Esta Argentina é um caso. Faz-me querer ir lá. Lá, fazem-se filmes interessantes, isso posso eu dizer. Este é o segundo filme argentino na competição internacional de longas-metragens (e, tal como os outros, também vai passar mais uma vez, atenção ao programa).

Sem dúvida nenhuma, o melhor destes quatro filmes em competição que vi até agora. Ainda faltam alguns, é certo. E tão diferentes são as coisas! Parece que ainda há filmes feitos por quem se agarra ao que quer mostrar, por quem quer verdadeiramente a imagem, e não, como acontece quase sempre por aqui, por quem quer os efeitos das imagens. É fundamental, a diferença. O que é que a Argentina tem para mostrar e ensinar? Vão ver os seus filmes. Fora do Festival, também há outro em exibição, de Lucrecia Martel, «A Mulher Sem Cabeça».

● Registos de dados:
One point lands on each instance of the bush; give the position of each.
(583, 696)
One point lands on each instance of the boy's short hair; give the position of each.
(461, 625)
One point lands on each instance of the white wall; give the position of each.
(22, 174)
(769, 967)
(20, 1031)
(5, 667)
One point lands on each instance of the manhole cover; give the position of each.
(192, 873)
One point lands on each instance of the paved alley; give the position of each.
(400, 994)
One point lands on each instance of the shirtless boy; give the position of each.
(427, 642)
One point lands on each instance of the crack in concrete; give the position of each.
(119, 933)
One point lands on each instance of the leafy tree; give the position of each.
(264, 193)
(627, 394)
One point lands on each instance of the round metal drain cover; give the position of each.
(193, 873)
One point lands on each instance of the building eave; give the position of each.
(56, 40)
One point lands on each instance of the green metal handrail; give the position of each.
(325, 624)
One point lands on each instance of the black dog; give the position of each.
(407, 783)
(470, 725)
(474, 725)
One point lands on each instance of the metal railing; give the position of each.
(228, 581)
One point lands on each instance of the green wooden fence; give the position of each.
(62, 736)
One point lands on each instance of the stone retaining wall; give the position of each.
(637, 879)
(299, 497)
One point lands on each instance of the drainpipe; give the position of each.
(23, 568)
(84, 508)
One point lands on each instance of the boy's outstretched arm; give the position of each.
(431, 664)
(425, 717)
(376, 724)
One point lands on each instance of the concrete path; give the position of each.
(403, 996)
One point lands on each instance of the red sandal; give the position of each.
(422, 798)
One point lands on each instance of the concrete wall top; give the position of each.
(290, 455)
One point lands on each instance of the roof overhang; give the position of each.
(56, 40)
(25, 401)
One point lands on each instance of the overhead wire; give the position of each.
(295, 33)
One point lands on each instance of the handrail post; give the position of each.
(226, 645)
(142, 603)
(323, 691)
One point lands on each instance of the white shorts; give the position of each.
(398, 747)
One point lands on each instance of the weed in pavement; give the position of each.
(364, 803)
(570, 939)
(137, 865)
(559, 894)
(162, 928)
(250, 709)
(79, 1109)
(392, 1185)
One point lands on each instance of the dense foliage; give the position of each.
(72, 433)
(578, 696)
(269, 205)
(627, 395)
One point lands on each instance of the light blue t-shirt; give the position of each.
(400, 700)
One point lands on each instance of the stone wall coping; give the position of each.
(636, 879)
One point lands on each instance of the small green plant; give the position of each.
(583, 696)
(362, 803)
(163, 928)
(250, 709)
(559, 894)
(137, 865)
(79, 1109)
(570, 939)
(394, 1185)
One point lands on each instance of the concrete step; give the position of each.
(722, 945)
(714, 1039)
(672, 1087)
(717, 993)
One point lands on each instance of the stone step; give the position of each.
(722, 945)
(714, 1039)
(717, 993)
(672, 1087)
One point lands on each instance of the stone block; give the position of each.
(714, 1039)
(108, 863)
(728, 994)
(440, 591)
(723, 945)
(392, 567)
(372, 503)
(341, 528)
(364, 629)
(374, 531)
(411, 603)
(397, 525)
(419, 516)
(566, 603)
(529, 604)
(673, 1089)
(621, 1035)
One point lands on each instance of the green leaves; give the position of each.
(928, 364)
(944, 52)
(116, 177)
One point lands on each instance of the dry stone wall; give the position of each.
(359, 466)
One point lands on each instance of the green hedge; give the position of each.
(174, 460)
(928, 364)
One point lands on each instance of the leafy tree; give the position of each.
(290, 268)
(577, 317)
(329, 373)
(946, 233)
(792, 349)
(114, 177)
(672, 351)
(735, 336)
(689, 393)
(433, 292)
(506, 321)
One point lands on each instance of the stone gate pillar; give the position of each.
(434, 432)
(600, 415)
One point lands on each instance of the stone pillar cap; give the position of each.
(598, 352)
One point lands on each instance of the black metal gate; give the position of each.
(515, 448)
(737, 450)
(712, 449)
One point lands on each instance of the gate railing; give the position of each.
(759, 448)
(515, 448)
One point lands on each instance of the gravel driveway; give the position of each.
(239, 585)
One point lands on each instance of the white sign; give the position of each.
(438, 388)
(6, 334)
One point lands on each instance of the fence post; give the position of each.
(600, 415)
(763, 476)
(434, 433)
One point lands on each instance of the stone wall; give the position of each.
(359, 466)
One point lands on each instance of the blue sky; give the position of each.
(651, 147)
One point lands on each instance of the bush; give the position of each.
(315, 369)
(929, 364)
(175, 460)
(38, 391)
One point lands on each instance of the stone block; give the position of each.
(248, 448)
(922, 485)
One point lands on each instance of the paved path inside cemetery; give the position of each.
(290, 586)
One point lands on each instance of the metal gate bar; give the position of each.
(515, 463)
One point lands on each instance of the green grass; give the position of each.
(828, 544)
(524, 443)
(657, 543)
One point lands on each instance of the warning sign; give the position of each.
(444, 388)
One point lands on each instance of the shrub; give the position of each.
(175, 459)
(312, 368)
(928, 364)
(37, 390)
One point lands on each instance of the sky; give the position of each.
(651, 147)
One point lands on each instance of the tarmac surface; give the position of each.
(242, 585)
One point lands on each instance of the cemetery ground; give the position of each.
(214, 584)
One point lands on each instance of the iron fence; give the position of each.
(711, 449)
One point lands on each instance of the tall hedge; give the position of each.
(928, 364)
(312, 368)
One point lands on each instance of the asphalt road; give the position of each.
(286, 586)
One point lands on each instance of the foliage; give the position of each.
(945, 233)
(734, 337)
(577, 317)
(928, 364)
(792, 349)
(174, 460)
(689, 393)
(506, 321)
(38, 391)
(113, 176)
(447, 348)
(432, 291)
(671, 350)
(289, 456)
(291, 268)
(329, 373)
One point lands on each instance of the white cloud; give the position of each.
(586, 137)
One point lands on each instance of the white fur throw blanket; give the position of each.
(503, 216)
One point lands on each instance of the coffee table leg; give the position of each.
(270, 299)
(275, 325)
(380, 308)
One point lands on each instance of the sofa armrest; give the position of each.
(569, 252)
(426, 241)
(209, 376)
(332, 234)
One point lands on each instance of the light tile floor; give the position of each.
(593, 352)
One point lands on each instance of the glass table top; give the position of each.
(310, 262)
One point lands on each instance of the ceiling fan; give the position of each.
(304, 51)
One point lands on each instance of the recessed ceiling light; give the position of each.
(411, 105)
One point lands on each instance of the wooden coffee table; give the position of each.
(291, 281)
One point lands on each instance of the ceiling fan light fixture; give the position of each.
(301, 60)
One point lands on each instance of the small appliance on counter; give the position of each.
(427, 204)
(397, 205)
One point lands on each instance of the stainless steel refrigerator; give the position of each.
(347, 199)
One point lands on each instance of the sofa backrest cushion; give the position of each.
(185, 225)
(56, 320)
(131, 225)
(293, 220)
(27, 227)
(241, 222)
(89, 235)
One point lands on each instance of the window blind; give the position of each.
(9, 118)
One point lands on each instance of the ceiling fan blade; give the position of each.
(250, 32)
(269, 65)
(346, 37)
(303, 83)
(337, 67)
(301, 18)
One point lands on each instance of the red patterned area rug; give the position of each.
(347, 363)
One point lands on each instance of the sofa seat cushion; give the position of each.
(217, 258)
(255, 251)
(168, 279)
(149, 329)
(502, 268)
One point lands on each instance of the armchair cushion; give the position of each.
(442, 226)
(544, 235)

● Pedido escrito:
Por favor, transcreva do texto sobre o cinema argentino o trecho que começa em "Esta Argentina é" e segue até "atenção ao programa).", sem alterar nada. Os registos não têm qualquer relação com o texto.

● Resposta correta:
Esta Argentina é um caso. Faz-me querer ir lá. Lá, fazem-se filmes interessantes, isso posso eu dizer. Este é o segundo filme argentino na competição internacional de longas-metragens (e, tal como os outros, também vai passar mais uma vez, atenção ao programa).